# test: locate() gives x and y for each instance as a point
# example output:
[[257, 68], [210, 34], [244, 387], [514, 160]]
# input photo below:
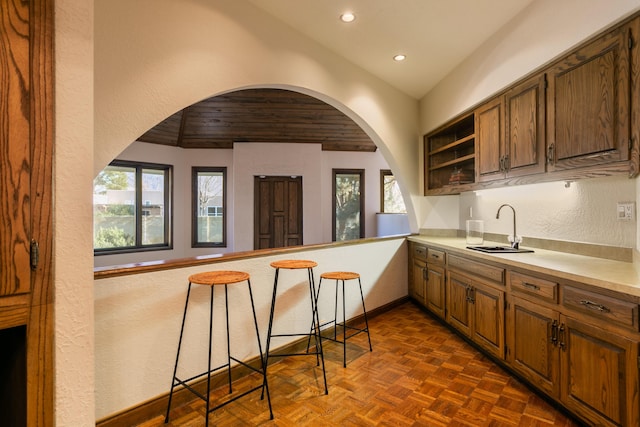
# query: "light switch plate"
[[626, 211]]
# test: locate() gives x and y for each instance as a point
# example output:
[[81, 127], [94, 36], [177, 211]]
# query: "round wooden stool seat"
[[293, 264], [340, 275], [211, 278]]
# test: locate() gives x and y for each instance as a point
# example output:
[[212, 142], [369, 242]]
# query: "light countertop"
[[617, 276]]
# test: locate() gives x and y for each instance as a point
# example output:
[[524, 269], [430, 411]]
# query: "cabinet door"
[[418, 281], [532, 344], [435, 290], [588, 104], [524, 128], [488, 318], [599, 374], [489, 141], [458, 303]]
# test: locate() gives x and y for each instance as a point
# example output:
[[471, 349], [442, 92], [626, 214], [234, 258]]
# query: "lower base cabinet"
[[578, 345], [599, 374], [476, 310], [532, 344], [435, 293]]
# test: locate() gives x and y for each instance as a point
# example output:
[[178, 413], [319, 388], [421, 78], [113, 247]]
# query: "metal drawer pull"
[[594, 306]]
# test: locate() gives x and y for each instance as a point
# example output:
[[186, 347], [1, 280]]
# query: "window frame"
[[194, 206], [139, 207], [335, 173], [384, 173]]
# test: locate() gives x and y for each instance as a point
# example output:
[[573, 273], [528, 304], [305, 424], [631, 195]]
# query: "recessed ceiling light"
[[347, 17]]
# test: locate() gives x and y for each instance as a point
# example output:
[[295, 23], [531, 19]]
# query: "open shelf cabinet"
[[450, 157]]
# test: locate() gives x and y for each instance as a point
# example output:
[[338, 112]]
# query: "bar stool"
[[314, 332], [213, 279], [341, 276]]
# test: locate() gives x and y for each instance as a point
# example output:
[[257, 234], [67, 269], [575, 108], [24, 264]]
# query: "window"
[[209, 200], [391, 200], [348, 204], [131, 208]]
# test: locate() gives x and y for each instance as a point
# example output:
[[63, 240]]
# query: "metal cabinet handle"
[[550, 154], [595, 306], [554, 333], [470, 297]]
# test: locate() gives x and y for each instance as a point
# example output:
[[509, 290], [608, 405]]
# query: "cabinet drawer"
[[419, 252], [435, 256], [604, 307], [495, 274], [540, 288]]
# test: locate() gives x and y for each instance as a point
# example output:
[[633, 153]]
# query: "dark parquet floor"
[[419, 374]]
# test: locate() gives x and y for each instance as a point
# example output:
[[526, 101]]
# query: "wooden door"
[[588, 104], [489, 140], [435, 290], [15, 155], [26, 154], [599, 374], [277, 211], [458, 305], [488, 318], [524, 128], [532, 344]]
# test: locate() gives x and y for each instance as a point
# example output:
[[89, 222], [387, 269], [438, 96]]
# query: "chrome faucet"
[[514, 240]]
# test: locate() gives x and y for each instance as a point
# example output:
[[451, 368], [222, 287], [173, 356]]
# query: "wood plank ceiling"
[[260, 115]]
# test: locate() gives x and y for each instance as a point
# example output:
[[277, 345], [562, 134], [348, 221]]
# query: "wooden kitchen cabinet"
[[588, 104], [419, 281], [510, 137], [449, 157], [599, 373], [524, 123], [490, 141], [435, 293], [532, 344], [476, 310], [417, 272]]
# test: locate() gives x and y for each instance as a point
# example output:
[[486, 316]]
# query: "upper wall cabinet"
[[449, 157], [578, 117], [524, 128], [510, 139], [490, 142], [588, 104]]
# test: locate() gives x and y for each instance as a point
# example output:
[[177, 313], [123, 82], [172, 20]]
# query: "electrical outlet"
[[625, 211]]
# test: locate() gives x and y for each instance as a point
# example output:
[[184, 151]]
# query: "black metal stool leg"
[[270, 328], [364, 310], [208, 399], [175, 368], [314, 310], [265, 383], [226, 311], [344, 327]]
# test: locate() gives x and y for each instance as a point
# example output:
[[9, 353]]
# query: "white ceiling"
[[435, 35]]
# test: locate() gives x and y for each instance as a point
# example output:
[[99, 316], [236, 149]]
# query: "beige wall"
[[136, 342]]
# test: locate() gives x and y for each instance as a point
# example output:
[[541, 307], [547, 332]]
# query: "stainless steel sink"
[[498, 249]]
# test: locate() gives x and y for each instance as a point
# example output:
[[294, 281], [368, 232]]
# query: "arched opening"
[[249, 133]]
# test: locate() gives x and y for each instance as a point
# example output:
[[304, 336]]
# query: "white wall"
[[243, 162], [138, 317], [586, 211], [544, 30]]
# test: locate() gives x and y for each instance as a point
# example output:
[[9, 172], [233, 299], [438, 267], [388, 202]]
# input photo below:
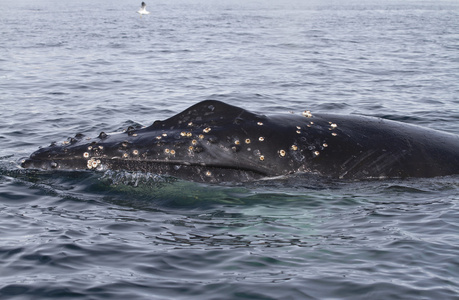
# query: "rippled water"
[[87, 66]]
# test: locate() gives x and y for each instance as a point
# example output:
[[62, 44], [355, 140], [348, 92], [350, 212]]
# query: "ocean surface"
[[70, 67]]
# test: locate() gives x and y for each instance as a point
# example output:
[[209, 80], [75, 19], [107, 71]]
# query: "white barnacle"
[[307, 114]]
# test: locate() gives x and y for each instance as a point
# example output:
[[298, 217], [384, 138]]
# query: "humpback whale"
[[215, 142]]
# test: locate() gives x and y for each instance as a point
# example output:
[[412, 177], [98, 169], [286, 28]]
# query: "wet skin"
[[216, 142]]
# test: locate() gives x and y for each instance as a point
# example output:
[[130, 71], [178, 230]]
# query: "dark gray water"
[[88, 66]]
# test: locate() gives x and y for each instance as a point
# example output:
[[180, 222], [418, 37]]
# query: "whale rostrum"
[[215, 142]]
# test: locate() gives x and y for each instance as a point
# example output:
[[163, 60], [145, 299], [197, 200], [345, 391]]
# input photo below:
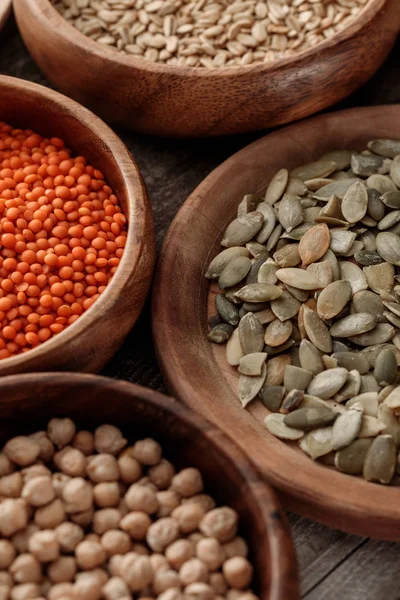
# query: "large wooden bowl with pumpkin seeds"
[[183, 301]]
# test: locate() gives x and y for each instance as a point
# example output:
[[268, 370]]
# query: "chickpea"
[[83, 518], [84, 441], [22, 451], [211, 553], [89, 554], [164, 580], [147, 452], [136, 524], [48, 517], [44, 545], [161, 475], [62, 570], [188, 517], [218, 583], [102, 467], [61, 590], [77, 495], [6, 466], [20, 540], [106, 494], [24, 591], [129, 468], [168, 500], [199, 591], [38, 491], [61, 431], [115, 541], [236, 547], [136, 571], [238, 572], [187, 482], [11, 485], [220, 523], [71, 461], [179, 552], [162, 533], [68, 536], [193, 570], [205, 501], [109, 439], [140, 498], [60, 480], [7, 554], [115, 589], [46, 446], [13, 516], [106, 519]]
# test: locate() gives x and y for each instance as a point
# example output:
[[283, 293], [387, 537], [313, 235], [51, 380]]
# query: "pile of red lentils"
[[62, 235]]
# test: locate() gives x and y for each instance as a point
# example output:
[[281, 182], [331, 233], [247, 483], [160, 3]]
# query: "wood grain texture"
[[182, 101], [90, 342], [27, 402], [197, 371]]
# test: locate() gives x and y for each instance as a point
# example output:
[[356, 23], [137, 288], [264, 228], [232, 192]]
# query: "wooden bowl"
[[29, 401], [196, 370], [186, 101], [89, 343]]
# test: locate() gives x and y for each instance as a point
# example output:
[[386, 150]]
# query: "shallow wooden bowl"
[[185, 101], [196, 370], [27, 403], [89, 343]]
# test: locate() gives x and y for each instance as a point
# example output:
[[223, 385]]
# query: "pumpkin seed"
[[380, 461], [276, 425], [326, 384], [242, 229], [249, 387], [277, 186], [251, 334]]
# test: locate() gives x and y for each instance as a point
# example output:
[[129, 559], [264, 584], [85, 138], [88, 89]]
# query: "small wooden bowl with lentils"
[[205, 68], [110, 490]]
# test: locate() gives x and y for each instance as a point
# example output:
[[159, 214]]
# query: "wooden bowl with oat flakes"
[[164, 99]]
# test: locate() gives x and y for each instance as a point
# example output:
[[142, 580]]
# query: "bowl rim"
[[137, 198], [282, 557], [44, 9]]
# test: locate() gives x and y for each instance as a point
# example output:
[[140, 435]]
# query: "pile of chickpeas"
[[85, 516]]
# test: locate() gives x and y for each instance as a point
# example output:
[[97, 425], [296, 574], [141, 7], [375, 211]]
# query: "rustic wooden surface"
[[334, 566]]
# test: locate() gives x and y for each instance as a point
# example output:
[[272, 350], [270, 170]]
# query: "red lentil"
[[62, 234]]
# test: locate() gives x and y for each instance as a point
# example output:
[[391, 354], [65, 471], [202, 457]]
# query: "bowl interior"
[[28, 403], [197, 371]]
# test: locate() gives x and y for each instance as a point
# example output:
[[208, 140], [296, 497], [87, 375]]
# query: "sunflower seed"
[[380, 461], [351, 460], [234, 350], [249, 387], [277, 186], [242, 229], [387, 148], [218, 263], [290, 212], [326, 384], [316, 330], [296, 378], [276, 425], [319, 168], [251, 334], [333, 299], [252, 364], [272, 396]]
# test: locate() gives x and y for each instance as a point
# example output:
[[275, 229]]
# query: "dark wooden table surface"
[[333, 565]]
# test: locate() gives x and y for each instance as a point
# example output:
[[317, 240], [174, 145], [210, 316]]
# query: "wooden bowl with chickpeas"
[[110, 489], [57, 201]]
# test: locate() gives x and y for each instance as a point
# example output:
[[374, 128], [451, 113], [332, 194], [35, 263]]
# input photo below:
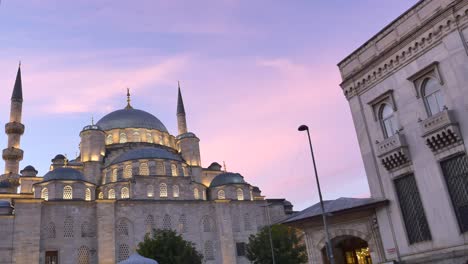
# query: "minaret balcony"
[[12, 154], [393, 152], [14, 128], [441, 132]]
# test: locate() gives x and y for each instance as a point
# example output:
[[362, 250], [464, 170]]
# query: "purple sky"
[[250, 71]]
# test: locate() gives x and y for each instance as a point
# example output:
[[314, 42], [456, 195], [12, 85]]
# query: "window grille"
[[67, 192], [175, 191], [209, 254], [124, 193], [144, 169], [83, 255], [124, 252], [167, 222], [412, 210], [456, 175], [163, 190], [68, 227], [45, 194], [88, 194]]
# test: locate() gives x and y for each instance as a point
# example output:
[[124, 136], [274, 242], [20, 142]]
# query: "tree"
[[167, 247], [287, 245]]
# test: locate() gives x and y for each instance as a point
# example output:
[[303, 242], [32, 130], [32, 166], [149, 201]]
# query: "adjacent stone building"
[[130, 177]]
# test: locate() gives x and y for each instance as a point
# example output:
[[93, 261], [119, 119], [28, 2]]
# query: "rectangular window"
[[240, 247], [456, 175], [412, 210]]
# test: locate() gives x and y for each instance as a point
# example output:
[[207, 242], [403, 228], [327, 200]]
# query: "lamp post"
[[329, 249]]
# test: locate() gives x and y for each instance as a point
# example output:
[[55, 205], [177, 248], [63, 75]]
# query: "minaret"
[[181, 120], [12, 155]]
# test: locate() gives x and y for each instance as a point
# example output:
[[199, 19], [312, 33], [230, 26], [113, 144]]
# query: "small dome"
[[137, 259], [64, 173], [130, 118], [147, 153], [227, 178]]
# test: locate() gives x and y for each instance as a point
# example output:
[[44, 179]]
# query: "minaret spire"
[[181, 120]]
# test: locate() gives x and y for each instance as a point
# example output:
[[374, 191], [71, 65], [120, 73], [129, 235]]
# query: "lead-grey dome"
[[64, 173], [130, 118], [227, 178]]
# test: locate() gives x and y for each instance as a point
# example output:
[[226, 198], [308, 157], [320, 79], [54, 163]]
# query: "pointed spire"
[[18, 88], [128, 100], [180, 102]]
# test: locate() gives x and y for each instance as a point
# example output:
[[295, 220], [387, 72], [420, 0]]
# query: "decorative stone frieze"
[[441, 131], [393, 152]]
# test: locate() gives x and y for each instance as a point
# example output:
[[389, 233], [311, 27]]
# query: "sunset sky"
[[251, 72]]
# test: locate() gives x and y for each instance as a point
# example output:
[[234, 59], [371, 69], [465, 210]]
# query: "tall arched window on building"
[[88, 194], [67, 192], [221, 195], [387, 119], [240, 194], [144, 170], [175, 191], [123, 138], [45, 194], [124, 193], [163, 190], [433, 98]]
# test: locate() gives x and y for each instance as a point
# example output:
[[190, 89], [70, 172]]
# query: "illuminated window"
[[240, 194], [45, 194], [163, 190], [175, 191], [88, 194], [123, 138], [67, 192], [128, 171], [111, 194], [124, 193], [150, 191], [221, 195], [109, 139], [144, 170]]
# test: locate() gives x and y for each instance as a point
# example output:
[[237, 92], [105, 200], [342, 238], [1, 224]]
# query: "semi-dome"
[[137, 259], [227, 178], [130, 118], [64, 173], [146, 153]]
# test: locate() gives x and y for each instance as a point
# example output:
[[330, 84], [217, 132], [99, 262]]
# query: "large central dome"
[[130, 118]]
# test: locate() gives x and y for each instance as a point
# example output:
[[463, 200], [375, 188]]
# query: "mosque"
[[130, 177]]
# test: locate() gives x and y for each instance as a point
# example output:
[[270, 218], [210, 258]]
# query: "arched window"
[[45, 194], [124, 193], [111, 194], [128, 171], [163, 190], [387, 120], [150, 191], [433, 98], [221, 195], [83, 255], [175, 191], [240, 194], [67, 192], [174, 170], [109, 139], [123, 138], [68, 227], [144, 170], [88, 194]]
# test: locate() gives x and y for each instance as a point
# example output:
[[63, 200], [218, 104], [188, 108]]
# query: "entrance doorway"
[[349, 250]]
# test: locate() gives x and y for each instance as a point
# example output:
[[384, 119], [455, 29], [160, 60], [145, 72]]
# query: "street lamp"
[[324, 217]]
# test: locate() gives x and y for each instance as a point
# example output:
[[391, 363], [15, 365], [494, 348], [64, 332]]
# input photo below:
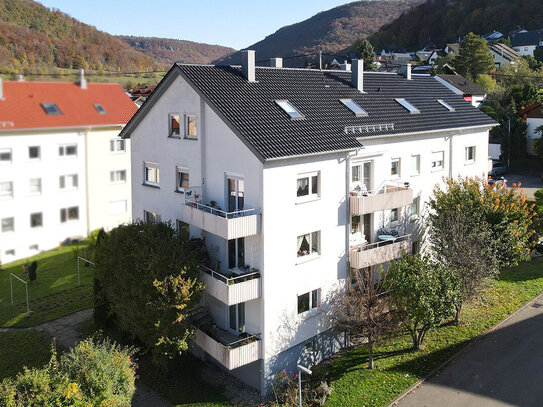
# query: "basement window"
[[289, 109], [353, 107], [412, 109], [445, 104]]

----

- **STATED GOAL**:
Rewrite the material from its first line through the line containing "[[194, 206], [139, 207], [335, 173], [384, 173]]" as a Markdown table with two columns, Row and Line, one line per row and blank lines skipped. Leave the pictures out.

- **RESULT FOR THIS TASK**:
| Row | Line |
|---|---|
| 1 | # test: locate() gives x and y for each instance as a point |
| 2 | # example output: |
| 3 | [[257, 68], [210, 34], [244, 387], [514, 160]] |
| 4 | # input photo below: |
| 5 | # query: "light switch plate" |
| 6 | [[626, 211]] |
| 7 | # test: locate() gives x and y for each instance as a point |
| 8 | # example output: |
| 9 | [[81, 127], [94, 36], [177, 211]] |
| 10 | # query: "round wooden stool seat" |
| 11 | [[293, 264], [340, 275], [211, 278]] |
| 12 | # test: locate() gives x and y for each instance as a point |
| 13 | # example output: |
| 14 | [[212, 142], [369, 242]] |
| 15 | # query: "light countertop" |
| 16 | [[617, 276]] |
| 17 | # test: locate() gives x and y for each instance as a point |
| 18 | # example output: |
| 19 | [[524, 269], [430, 411]] |
| 20 | # query: "cabinet door" |
| 21 | [[418, 281], [532, 344], [435, 290], [588, 104], [524, 128], [488, 318], [599, 374], [489, 141], [458, 303]] |
| 22 | # test: locate() gives x and y for each instance as a point |
| 23 | # example output: |
| 24 | [[471, 349], [442, 92], [626, 214], [234, 258]] |
| 25 | # query: "lower base cabinet" |
| 26 | [[578, 345], [599, 374], [476, 310], [532, 344], [435, 293]] |
| 27 | # test: locate() gives x and y for each instance as a point |
| 28 | # example output: |
| 29 | [[178, 413], [319, 388], [421, 78], [113, 247]] |
| 30 | # query: "metal drawer pull" |
| 31 | [[594, 306]] |
| 32 | # test: locate() gives x and y for each instance as a point |
| 33 | # example output: |
| 34 | [[186, 347], [1, 280]] |
| 35 | # query: "window frame" |
| 36 | [[194, 206], [139, 207], [335, 173], [384, 173]] |